REQUIREMENTS
Transcribe the data in full and exactly, omitting any pictures.

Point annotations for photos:
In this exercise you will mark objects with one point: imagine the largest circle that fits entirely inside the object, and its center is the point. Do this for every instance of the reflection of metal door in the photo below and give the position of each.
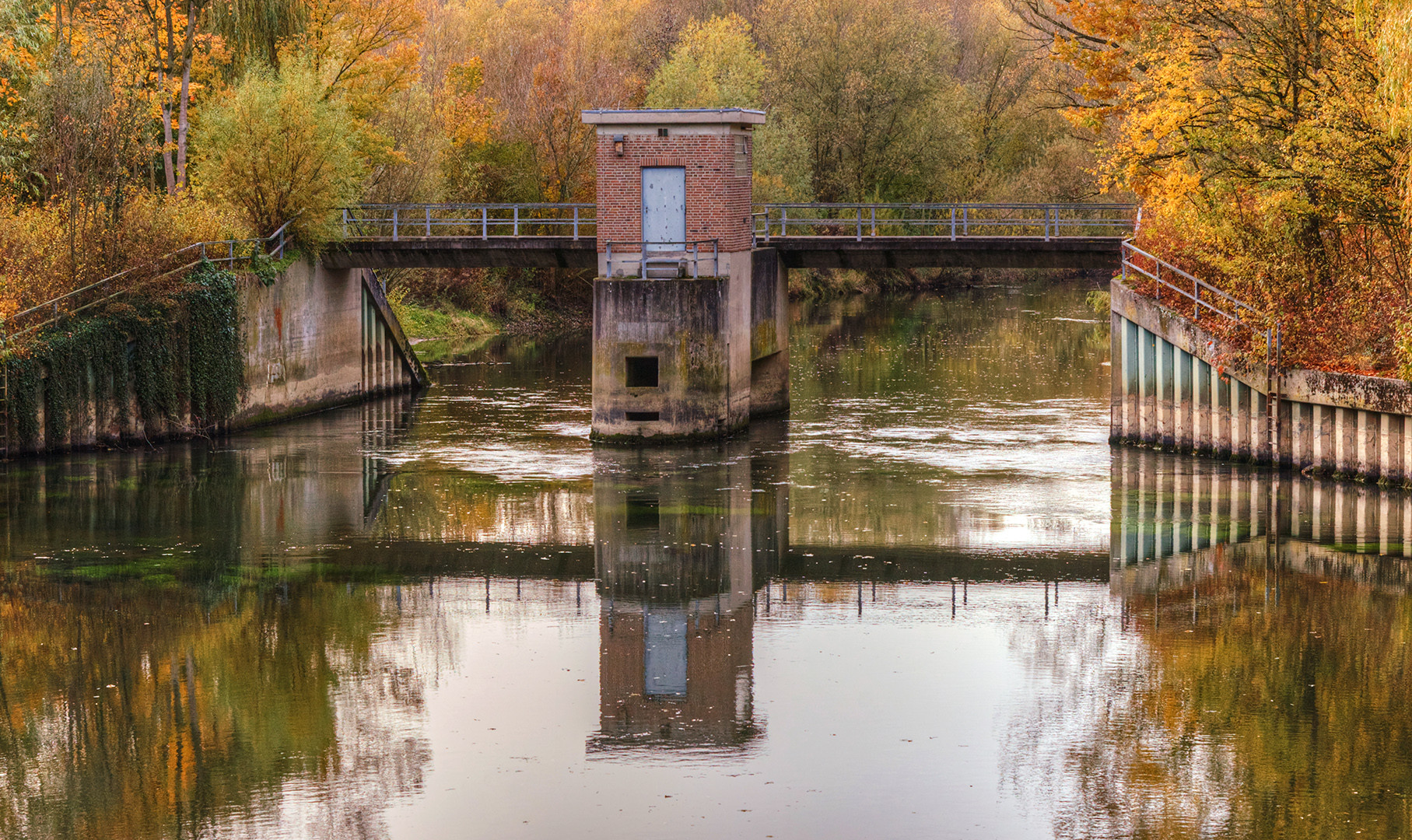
(664, 208)
(664, 660)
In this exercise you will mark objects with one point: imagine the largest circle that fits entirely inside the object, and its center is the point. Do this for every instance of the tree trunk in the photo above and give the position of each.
(188, 50)
(167, 107)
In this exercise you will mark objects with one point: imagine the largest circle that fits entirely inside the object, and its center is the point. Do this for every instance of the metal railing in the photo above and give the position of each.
(661, 256)
(1188, 290)
(859, 221)
(397, 222)
(226, 252)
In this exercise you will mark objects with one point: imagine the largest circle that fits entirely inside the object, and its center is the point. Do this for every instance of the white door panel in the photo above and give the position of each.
(664, 208)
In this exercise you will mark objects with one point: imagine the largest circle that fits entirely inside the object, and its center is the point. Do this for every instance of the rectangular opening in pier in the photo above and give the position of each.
(641, 373)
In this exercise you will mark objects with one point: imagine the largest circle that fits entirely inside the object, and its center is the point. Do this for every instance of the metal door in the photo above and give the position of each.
(664, 208)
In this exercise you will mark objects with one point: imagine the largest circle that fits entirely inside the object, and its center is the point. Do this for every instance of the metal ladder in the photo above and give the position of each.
(1273, 348)
(5, 404)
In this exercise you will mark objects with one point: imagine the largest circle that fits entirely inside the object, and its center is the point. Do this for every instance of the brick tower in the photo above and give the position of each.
(689, 322)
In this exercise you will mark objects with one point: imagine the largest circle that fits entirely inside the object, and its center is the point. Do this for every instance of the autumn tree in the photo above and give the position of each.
(862, 82)
(282, 152)
(713, 65)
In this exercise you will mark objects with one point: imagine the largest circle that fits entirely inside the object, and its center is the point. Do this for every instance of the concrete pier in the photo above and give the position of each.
(1181, 389)
(689, 320)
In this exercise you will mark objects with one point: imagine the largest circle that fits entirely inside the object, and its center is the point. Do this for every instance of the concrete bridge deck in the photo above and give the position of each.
(805, 236)
(795, 252)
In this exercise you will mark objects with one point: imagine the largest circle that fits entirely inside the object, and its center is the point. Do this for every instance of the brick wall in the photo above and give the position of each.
(717, 199)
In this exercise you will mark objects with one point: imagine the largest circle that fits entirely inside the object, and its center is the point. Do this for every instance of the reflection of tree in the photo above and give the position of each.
(138, 712)
(1278, 710)
(908, 390)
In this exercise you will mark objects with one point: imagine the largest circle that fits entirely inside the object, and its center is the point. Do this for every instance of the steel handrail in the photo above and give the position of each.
(959, 221)
(431, 221)
(277, 240)
(1274, 334)
(688, 250)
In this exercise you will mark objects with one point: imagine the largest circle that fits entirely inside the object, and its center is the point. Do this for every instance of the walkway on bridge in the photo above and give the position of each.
(857, 236)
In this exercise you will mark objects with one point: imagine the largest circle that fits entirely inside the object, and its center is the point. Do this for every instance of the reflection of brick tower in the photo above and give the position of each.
(679, 555)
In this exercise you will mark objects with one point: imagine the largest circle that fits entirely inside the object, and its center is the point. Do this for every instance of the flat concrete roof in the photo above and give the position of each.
(677, 116)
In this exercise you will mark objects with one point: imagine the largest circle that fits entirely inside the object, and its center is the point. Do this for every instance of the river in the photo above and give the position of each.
(930, 603)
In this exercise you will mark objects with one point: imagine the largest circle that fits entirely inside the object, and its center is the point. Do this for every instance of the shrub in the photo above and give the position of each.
(280, 150)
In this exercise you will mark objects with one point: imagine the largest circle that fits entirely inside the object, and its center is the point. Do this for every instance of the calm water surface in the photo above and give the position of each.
(932, 603)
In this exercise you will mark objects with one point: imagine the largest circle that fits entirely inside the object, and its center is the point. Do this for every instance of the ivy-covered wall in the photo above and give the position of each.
(174, 359)
(215, 352)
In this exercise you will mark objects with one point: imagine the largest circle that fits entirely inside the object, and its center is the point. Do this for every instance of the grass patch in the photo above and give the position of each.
(443, 320)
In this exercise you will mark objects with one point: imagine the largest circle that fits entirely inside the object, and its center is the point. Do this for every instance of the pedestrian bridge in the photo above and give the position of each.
(857, 236)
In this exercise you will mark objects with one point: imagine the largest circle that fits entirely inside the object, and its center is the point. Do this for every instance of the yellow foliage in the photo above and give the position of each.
(40, 259)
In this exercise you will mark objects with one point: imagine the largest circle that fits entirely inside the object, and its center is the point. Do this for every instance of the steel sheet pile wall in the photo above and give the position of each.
(1179, 389)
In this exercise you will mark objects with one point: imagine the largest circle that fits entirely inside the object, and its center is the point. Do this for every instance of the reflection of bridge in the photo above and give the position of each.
(859, 236)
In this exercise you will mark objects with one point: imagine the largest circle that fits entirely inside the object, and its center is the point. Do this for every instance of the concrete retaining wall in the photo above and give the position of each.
(314, 339)
(1176, 387)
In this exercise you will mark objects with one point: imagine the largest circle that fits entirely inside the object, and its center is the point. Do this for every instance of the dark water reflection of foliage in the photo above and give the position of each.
(1254, 703)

ANSWER BELOW
In this exercise you will mark objects with one point: imagine the largest circle that fits entirely inside the object, and its center is the point. Do this for every instance of the reflection of metal door in the photo below and give the position of each.
(664, 208)
(664, 660)
In this exercise you will mark objects with one point: imagine the largest circle that fits entirely inside the object, and its center is the point. Do this for every instance of the tree trunk in the photo above and give the position of each.
(188, 50)
(167, 107)
In this exercise you will mark objects with one point: imagine the largest circle that fits entirely inside the object, and its center is the point. Do this for every instance of the metal railing in the photo above and give the position of each.
(661, 256)
(1188, 290)
(859, 221)
(397, 222)
(226, 252)
In this exercise you will mark objects with one point: imagine the largest circle that fits entirely inside the object, and its center is the point. Do this for every instance of the white door panel in the photo above and give the position of each.
(664, 208)
In this exercise you will mark objects with one point: imagine the largest circle that fits entirely inside the object, and its center is the point. Do this for every instance of the rectangular opening in pier in the photo above and give the position of each.
(641, 373)
In this exercise you will mark objects with one point: imagine the largest circle that fits entirely inside the object, and its center is the point. Do this for every instance of the metal door in the photo above and give the position of each.
(664, 208)
In this exercise you will mark objects with one point: imagine the largest circle that fits entirely inside the object, and its center is the point. Do this for every instance of the metal ladder in the photo above and give the position of each.
(1273, 348)
(5, 404)
In this exercise you will mark objects with one point: imagine the largest circle that fits entirely inside the object, and its center is the point. Do this for every instance of the brick tower in the photo above and give the position of each.
(689, 322)
In this exercise you will mark objects with one point: imagine the largest circle that fits entirely inside the object, and its center is the point. Do this for every instance of the autumn tree in the photo above and give the position of each.
(862, 82)
(282, 152)
(713, 65)
In this exercise you will mark objects with one point: imagine the largest circle that fits entirely inside the object, and its center is the point. Do this for every instance of the concrete pier in the photo above and give the position of each.
(1181, 389)
(689, 320)
In this exercise you will mark objects with one point: imagine the largest circle that fits entirely inside the object, and its center is the point. Do this for every instance of the concrete bridge deck in the photo above and give the position of each.
(805, 236)
(795, 252)
In this exercise you will mark objects with one point: imagine the largest circle that fits entirely inside the object, and its center is the point. Do this for every instance of the brick wall in the photo above and give the position of each.
(717, 199)
In this exercise you will mark objects with one point: imagine the largest circle that fits entirely inside the object, and its center is the point. Do this for every instance of the reflection of tree in the photo above and give the position of each.
(138, 712)
(1278, 710)
(908, 390)
In this exercise you will mark objects with one point: imagine the largest circle that fits entirely inside the object, and its center is the point. Do this for every instance of the steel handrail in the photo above and give the position of each.
(959, 221)
(431, 221)
(277, 240)
(1274, 334)
(688, 250)
In this exercise you will mark objects with one point: imagine the largest circle that fits entirely inside the object, and its center is the point. Do this for every instance of the walkway on bridge in the photo above and give the position of each.
(857, 236)
In this exercise you will mark objects with one point: imagine the largest circle that fits entirely inside the object, and its center is the point. Do this for every instance of the reflection of brick tower in the photo above and give the position of each.
(679, 555)
In this exercise you will mark objects with one point: imagine the largest circle that fits entirely inside the object, and its center is the point. Do this for every instance of the flat concrete roof in the photo above and give the position of each.
(677, 116)
In this exercise you will mark objects with one point: imagine the largest circle that fits entirely inside the object, and its center is the point. Do this for every instance of the river in the photo above and give the position of each.
(930, 603)
In this exercise you will mark objects with one point: imagine the largest circle that fits entirely inside the object, and its center is the point. Do this for every instance of the shrub in the photo above and give the position of each.
(280, 150)
In this exercise you will mark objects with one point: imagine the largest circle that fits entirely inside the object, and its center is the point. Do this for every instance of the calm water surface in the photo above and give the position of each.
(932, 603)
In this exercise you will mark objects with one point: imagine the largest circle that fits entirely inside the object, and its center is the point. Do this for every instance of the ivy-covered wall in the photo above and give the position of each.
(174, 359)
(215, 352)
In this exercise you will mark objects with one point: imagine the largest circle that fits entirely inside the object, and its center is the point. Do this for every instance of the grass patch in the photo above and give the position of each.
(443, 320)
In this exercise you will mark objects with one point: imagine the largest circle that fits entirely inside the object, and its center is the point. Do this for every instance of the pedestrian bridge in the photo above and give the position of each.
(857, 236)
In this exercise you will mark objects with one point: imagine the largest circle that fits entirely inside the object, and its center is the point. Do this for every instance of the yellow foliage in the photo above and give the position of each.
(40, 259)
In this exercise you will mark objects with one point: imagine the largest circle that fits entirely inside the object, and its center is the point. Do this for every instance of the steel sheet pile wall in the photo above and give the position of each.
(1179, 389)
In this exercise you will mark objects with one point: imagine the largest circle that fits entirely inside the object, and its center is the point. Do this for every instance of the reflection of bridge in the photo above and give the position of each.
(859, 236)
In this exercise you will mark objects with one point: imagine the largest circle that fits entirely inside the object, and its center is the point. Do this for every instance of the concrete retaining wall in the photo above and give the position of each.
(314, 339)
(1176, 387)
In this exercise you will mark objects with one point: imagine the largest circle that fits entirely inside the object, and its center is the point. Do this for every instance of the dark water reflection of foliage in the photo above and give the position of each.
(1254, 703)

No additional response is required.